[Region pointing data]
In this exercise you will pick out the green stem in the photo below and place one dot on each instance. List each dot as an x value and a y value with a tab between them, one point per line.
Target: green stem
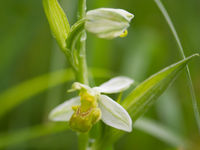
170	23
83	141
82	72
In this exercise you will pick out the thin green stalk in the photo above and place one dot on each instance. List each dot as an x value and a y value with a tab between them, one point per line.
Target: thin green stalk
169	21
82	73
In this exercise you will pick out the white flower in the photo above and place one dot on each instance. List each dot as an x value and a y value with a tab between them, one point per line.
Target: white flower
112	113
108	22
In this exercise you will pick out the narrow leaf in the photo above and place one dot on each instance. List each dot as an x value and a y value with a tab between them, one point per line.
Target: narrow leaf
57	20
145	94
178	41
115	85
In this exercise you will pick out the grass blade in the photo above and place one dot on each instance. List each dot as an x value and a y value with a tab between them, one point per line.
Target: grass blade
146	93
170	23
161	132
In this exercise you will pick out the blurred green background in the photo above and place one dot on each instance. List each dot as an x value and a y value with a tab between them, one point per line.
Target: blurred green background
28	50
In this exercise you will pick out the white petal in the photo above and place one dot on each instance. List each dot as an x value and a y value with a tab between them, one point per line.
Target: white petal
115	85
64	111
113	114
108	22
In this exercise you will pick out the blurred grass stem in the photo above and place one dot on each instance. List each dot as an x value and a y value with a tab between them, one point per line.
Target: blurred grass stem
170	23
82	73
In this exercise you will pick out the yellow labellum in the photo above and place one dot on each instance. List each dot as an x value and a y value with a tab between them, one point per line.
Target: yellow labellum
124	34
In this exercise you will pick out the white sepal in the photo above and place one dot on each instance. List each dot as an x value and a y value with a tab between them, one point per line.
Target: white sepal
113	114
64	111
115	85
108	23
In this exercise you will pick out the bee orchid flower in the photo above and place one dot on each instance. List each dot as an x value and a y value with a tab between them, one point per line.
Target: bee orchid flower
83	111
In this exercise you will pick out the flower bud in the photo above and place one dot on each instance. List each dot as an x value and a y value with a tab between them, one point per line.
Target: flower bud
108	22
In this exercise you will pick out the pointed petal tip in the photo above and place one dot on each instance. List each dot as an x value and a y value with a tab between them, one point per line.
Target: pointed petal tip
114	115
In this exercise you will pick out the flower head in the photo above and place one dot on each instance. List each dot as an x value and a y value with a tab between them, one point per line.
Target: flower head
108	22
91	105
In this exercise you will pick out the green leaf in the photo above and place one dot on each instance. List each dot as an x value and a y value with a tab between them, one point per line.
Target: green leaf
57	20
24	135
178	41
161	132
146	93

--

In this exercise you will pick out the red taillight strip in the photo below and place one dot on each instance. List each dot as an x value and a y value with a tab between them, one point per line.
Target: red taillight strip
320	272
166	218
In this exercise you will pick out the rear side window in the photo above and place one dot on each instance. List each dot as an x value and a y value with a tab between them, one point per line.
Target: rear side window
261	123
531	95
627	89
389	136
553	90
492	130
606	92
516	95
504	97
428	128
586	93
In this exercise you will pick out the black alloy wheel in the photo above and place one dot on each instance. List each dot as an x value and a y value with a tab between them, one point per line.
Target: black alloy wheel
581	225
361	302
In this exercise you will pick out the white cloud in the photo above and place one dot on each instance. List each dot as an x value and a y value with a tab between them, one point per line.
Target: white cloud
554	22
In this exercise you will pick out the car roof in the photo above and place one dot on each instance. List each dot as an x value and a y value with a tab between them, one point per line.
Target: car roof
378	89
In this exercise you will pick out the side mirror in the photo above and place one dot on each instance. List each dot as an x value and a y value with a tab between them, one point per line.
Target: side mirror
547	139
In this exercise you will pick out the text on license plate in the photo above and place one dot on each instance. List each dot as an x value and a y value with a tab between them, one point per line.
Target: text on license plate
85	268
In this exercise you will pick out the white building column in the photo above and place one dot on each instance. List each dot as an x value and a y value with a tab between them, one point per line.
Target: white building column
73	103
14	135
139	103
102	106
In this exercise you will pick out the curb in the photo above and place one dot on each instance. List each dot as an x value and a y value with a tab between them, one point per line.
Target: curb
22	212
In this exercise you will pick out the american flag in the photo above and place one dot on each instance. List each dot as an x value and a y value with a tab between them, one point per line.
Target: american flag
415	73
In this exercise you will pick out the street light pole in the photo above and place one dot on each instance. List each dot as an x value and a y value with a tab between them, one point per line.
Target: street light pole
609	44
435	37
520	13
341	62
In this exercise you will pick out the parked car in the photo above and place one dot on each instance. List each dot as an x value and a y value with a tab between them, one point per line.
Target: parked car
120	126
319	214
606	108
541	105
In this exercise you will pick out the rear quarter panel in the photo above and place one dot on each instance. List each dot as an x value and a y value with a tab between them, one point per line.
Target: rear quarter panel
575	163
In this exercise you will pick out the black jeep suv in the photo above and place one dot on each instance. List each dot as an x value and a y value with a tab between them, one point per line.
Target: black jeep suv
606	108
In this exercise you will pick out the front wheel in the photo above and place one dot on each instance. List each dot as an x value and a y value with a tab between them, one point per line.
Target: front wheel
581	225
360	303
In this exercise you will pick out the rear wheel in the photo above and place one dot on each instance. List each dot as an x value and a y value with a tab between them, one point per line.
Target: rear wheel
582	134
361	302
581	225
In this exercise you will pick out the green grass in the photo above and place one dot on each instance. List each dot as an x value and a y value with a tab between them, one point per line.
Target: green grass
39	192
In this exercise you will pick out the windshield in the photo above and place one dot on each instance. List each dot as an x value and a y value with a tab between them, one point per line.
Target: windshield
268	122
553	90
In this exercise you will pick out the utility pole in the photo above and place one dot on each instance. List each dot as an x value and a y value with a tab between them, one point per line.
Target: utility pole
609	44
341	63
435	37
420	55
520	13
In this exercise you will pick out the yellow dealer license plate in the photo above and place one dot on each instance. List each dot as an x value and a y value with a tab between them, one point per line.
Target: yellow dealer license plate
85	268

==

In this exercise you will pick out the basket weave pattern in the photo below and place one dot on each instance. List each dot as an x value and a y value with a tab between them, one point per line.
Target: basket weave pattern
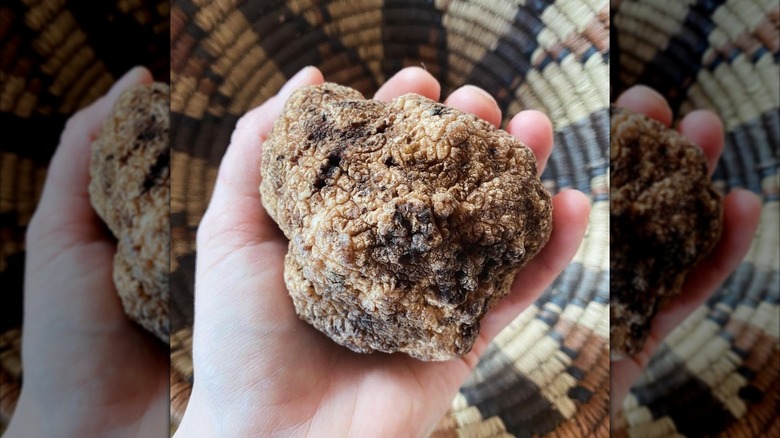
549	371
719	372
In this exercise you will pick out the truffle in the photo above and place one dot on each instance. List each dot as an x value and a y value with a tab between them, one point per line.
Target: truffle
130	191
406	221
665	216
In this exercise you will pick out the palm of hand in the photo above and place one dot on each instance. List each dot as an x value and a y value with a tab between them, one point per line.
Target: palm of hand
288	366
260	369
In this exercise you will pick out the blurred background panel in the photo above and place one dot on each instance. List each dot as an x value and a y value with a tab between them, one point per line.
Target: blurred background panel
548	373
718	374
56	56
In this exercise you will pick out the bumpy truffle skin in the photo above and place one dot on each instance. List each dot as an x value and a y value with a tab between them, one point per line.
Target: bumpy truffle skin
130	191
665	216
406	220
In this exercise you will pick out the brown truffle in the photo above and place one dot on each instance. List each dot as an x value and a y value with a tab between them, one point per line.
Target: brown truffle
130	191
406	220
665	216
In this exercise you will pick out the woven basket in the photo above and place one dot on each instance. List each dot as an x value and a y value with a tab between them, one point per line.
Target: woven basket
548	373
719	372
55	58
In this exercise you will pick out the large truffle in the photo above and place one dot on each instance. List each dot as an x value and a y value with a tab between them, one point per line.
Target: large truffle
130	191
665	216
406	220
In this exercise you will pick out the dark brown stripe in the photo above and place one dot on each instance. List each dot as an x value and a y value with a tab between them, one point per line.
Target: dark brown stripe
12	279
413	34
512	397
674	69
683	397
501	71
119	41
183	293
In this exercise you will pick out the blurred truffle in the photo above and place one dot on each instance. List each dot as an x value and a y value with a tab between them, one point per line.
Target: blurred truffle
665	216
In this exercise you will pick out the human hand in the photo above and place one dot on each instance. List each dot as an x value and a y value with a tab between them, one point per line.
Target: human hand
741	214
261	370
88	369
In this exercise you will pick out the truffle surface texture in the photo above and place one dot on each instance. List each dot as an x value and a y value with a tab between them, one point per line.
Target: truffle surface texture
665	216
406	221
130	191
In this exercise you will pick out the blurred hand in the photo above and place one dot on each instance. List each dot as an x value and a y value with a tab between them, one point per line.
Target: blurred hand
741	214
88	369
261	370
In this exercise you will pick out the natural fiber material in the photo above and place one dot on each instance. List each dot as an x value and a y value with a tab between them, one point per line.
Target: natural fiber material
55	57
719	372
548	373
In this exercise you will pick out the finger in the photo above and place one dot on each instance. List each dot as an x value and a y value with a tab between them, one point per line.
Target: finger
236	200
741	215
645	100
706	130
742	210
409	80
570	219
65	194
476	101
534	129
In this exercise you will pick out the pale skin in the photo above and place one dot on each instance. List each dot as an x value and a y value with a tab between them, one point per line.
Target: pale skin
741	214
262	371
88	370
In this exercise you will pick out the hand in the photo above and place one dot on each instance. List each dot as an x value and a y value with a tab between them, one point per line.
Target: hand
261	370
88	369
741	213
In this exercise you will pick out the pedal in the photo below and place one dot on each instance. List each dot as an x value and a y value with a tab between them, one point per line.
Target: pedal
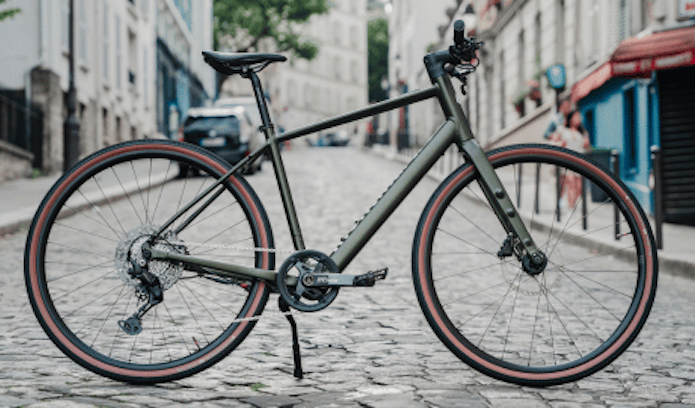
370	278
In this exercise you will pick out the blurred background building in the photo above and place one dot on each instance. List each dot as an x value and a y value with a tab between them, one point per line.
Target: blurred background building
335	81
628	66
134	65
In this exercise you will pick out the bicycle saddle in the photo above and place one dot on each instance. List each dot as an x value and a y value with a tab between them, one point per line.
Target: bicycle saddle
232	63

Your assignment
Show the lines of the records above that mention "below".

Finished exercise
In this exercise you will pick out the green stem in the photo below and place one dot on each instance. List each dot as an x value and a y value with a tab between them, one point per line.
In this exercise you will pick out the red taillight strip in the photo below and place one dot on each instance. List each dot as an x value and a y value with a tab between them, one point per line.
In this exercise you will pick out the basket weave pattern in the photo below and place one dot on each instance. List each dot as an x value and a y value with a tab between them, one point per line.
In this exercise you will pick out the pedal in the photo below and place one dot on each instance. List each dot as an x value and a y value with a tab between them, one point per line.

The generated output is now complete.